• [TASK DATA]
-- begin --

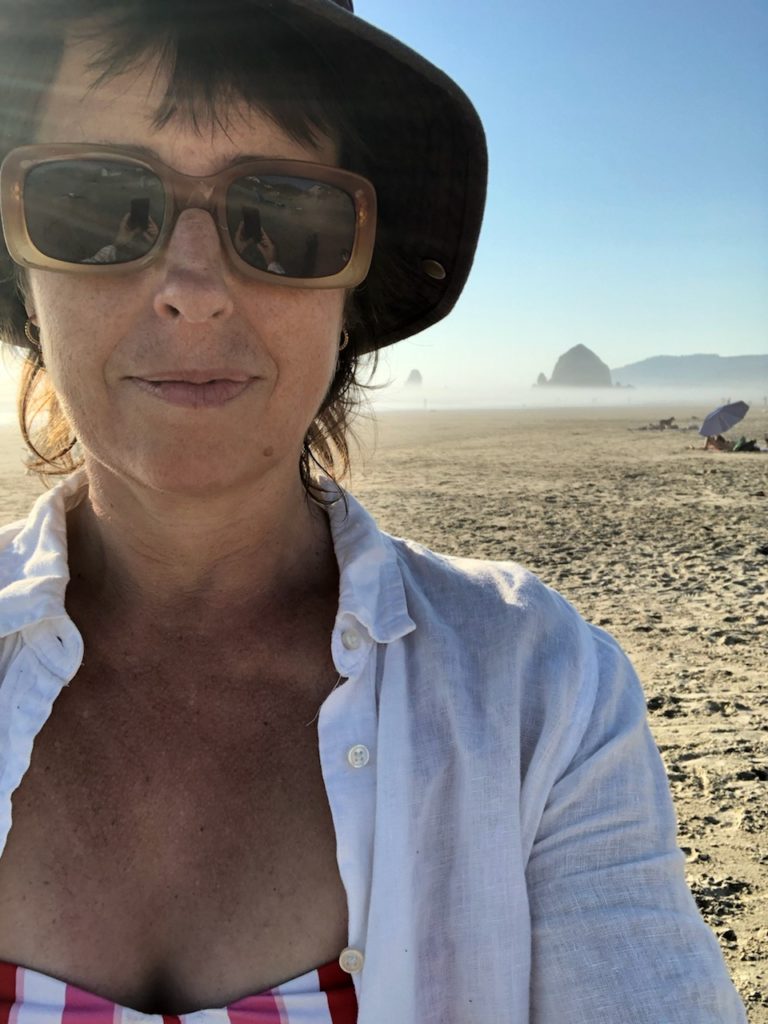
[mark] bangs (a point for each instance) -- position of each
(212, 58)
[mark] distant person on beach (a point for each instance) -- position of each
(261, 756)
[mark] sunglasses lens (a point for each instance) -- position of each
(304, 227)
(93, 211)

-- end --

• [TASK REQUIREMENTS]
Each record above is to be restated exactly, with its pictures removed from the copy.

• [EXERCISE RESPONSE]
[mark] bangs (a point for each instance) -- position of each
(212, 58)
[mark] distant person on beach (a point for each instance) -- position of each
(261, 756)
[mark] sunglasses lens (a point for each instance) -- position of each
(304, 227)
(93, 211)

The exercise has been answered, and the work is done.